**About this exercise:** The answer must consist of every line from the entries below that contains the word "coordinates".

**Recorded data:**

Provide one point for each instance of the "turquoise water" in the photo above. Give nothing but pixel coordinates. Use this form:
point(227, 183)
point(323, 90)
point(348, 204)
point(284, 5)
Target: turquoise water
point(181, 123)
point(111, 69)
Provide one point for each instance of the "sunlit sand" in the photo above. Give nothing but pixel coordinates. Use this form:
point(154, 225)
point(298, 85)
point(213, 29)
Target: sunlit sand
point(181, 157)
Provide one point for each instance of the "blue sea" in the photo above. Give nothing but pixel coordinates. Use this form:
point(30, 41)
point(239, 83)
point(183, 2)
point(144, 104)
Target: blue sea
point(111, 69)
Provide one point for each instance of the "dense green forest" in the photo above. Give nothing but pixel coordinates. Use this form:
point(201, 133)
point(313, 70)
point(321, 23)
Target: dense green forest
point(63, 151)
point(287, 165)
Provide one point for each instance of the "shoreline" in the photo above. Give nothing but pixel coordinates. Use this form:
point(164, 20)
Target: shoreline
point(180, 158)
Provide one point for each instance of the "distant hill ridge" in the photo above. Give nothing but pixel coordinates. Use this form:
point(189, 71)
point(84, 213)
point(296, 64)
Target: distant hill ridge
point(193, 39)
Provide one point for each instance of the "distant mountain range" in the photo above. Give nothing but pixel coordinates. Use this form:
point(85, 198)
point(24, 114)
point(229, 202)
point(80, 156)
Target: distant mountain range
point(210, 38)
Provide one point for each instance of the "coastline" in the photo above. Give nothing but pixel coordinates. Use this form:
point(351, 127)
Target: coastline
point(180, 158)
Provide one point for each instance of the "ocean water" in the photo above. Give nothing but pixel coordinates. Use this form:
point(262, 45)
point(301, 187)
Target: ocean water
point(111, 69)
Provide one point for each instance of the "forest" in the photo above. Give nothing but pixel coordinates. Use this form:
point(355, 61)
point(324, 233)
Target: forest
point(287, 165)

**Answer space:**
Provide one point for each instance of the "turquoise water" in the photo above. Give nothing but pixel coordinates. Use this form:
Provide one point for each instance of the "sunlit sand" in the photo above. Give nothing but pixel coordinates. Use this form:
Provide one point for each instance of the "blue sea" in the photo above. Give nothing but pixel coordinates. Use this form:
Provide one point for each instance of the "dense green forest" in the photo above. Give nothing but pixel coordinates. Use this form:
Provide one point for each instance of the "shoreline" in the photo above. Give nothing but pixel coordinates. Use this form:
Provide one point for each instance of the "distant hill ridge" in the photo above. Give nothing but pixel coordinates. Use this form:
Provide one point for each instance of the "distant mountain range" in the photo above. Give nothing but pixel coordinates. Use this form:
Provide one point for each instance of the "coastline" in the photo above. Give nothing but pixel coordinates. Use this form:
Provide one point for each instance of the "ocean water" in the photo above. Give nothing but pixel coordinates. Use this form:
Provide one point for each instance of the "forest" in the photo above. Give nothing but pixel coordinates. Use this form:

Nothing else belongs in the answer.